DIRECTION 1: Using the text on oil and surfactant mixtures, state whether each statement agrees with it, answering yes or no and quoting the deciding words: (a) The magnetic stirring ran at 480rpm for one hour. (b) Each mixture was prepared and tested twice. (c) A plate with air bubbles can still be used for the study.

GIVEN TEXT:
----------------
Fig.1. Filling scheme for the microtiter plates. Inside each well, the upper value corresponds to the water phase and the bottom value to the oil plus surfactant phase.

The preparation is described bellow:

Firstly, the mixtures of oil and surfactants were prepared by weighing (Sartorius, Scale Extend, model ED2245), adding, and magnetically stirring the chosen oil and surfactant. The magnetic stirring process is done using the IKA RET basic, magnetic stirrer, at speed 480rpm, for one hour, at 21ºC.

To evaluate the five different ratios between one oil and one surfactant five different mixtures were prepared, as shown in Table 1. In total 20 mixtures were tested to assess the following mixtures: Tween80+EO; Tween80+MCT; Tween80+Mig840 and Tween80+(MCT,EO). For more accurate results, each was prepared and tested three times making a total of sixty mixtures made.

 

Oil 1 Phase %

Surfactant 1 Phase %

Mixture 1

50

50

Mixture 2

40

60

Mixture 3

30

70

Mixture 4

20

80

Mixture 5

10

90

Table 1. Oil1/Surfactant1 mixing ratios

Secondly, the wells were filled in two steps:

In the first phase, starting in A1 and finishing in D4 the mixture is gradually loaded in the wells using a Pipette Research Plus, 200µl, and disposable plastic pipette tips, Eppendorf, 200µl. The filling process must be done with care to avoid air bubbles, which is especially hard with the more viscous oils. If air bubbles are present, the plate is not valid for the study and must be thrown away.
----------------
RECORD EXTRACTS:
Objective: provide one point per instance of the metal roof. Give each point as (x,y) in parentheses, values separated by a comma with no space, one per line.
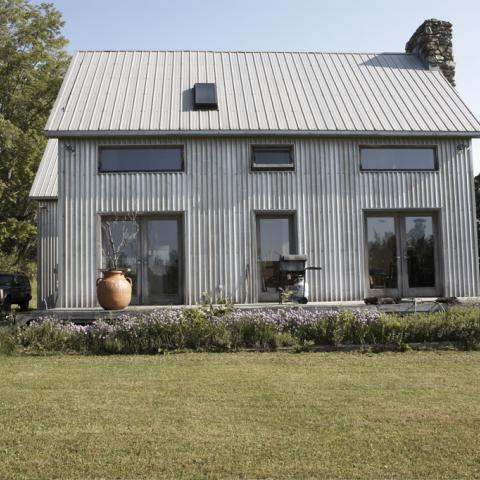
(149,92)
(45,183)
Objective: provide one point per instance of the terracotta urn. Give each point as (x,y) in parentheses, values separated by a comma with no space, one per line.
(114,290)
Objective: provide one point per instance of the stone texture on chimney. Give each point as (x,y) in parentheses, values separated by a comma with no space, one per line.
(433,42)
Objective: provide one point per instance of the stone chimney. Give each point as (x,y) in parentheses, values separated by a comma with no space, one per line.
(433,43)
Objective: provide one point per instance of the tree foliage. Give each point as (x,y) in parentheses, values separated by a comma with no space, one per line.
(33,61)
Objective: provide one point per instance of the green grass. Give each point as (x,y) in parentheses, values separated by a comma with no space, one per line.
(244,415)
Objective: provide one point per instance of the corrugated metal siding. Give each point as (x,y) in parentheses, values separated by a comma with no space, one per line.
(219,195)
(150,91)
(47,254)
(45,182)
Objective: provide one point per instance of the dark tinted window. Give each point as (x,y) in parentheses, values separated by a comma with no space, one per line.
----------------
DIRECTION 2: Arrange the entries as a numbered list, starting with the line containing "Objective: provide one point per instance of the stone texture" and going on through the end of the entries. Leave out blank lines.

EXERCISE RESULT 1:
(a) Yes: "at speed 480rpm, for one hour, at 21ºC"
(b) No: "each was prepared and tested three times making a total of sixty mixtures made"
(c) No: "If air bubbles are present, the plate is not valid for the study and must be thrown away."

EXERCISE RESULT 2:
1. Objective: provide one point per instance of the stone texture on chimney. Give each point as (x,y) in parentheses, values separated by a comma with no space, one per line.
2. (433,42)
3. Objective: provide one point per instance of the stone chimney. Give each point as (x,y) in parentheses, values separated by a comma with no space, one per line.
4. (433,43)
5. Objective: provide one point per instance of the tree foliage. Give each point as (x,y) in parentheses, values separated by a comma with no space, one per line.
6. (33,61)
7. Objective: provide one point per instance of the green grass. Give each point as (x,y) in parentheses, values separated by a comma with no space, one per line.
8. (244,415)
9. Objective: provide one point per instance of the corrugated metal siding. Give each point as (x,y) in parentheses, values separated by a comma with no space, one per line.
10. (219,195)
11. (150,91)
12. (47,254)
13. (45,182)
14. Objective: provide one point per instance of the dark tinted window. Give each point as (x,y) in parentheses, values separated by a comma with no space, one per line.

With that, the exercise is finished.